_Quoted passage_.
[Start of Attachment]

Once again, Microsoft is sounding the clarion call for the PC.
Last week, the company’s PR head Frank Shaw rebutted IBM’s Mark Dean, who said that the PC was dead.
Today, in the wake of HP’s announcement that it might sell its PC business (like IBM did six years ago), Shaw threw up another post in which he claimed that the PC is still relevant, for two reasons:
- The PC is still the best computing tool for content creation.
- The PC is also getting dramatically better at content consumption and communications — the two things that tablets are good at.
He’s right. Personal computers are still a great and often necessary tool for end-users, both at home and at work.
PCs are a fantastic business for Microsoft: in the year ended June 30, the Windows group made more than $12 billion on $19 billion in sales. And a lot of the Business Division’s profits ($14 billion) and sales ($22 billion) come from Office and other software that runs on PCs as well.
Those are operating margins of about 65%.

[End of Attachment]

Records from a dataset
[Start of Attachment]

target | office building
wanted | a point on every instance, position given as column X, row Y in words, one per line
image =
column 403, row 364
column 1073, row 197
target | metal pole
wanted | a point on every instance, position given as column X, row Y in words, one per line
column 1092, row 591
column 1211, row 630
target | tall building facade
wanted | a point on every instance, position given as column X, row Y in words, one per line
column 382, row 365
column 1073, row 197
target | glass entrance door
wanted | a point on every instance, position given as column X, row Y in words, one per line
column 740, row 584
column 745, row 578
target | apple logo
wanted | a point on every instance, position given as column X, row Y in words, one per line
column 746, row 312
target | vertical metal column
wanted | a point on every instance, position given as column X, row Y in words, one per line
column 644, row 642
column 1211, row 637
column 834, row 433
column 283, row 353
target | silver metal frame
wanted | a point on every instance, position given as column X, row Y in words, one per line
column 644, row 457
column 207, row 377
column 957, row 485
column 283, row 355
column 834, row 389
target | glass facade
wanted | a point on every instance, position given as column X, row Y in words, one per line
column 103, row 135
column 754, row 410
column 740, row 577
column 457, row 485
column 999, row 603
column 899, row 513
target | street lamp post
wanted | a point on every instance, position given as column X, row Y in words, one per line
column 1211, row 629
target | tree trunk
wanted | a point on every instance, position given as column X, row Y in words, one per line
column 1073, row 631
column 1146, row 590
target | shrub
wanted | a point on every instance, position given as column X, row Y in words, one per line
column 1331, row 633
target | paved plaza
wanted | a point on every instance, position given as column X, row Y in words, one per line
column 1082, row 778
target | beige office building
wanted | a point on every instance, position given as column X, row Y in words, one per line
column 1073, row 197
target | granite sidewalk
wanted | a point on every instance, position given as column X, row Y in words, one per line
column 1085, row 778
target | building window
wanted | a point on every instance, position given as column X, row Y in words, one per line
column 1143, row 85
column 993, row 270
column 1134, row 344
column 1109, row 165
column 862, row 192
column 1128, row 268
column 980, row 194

[End of Attachment]

_Assigned task 1_. In the passage on Microsoft and the PC, set down everything from "Last week, the" down to "PCs as well.".
_Assigned task 2_. Restate the paragraph of the Microsoft and PC passage beginning "PCs are a fantastic business for Microsoft" as a short list that keeps its main facts.
_Assigned task 3_. Write what comes next in the passage on Microsoft and the PC, beginning right after its final sentence.

_Response 1_.
Last week, the company’s PR head Frank Shaw rebutted IBM’s Mark Dean, who said that the PC was dead.
Today, in the wake of HP’s announcement that it might sell its PC business (like IBM did six years ago), Shaw threw up another post in which he claimed that the PC is still relevant, for two reasons:
- The PC is still the best computing tool for content creation.
- The PC is also getting dramatically better at content consumption and communications — the two things that tablets are good at.
He’s right. Personal computers are still a great and often necessary tool for end-users, both at home and at work.
PCs are a fantastic business for Microsoft: in the year ended June 30, the Windows group made more than $12 billion on $19 billion in sales. And a lot of the Business Division’s profits ($14 billion) and sales ($22 billion) come from Office and other software that runs on PCs as well.

_Response 2_.
- PCs are a fantastic business for Microsoft.
- In the year ended June 30, the Windows group made more than $12 billion on $19 billion in sales.
- Much of the Business Division's profits ($14 billion) and sales ($22 billion) also come from Office and other software that runs on PCs.

_Response 3_.
But PCs are not such a good business for the companies that actually build PCs. As HP’s Leo Apotheker said on HP’s conference call yesterday:
First, there are circular trends impacting our PSG business as consumers are changing the use of the PC. The tablet effect is real and sales of the TouchPad are not meeting our expectations.
In other words, consumers are going for tablets — or really, one tablet, the iPad — and HP’s own tablet competitor wasn’t able to buck that trend.
The PC business has had tough margins for years — analysts have been calling on HP to discard it for almost a decade. As the iPad has begun to replace PC sales at the low end of the market, particularly among consumers, it’s gotten even harder.
So HP, Dell, and other PC makers would have every right to respond to Microsoft by saying “You think PCs are a great business? Then YOU build them.”
It’s also worth remembering that when Steve Jobs coined the phrase “post-PC,” he was not saying that the personal computer itself is dead. He was talking about an approach to personal computing that will no longer work. Here’s the quote:
It’s in Apple’s DNA that technology alone is not enough. That it’s technology married with liberal arts, married with the humanities, that yields us the result that makes our hearts sing.
And nowhere is that more true than in these post-PC devices.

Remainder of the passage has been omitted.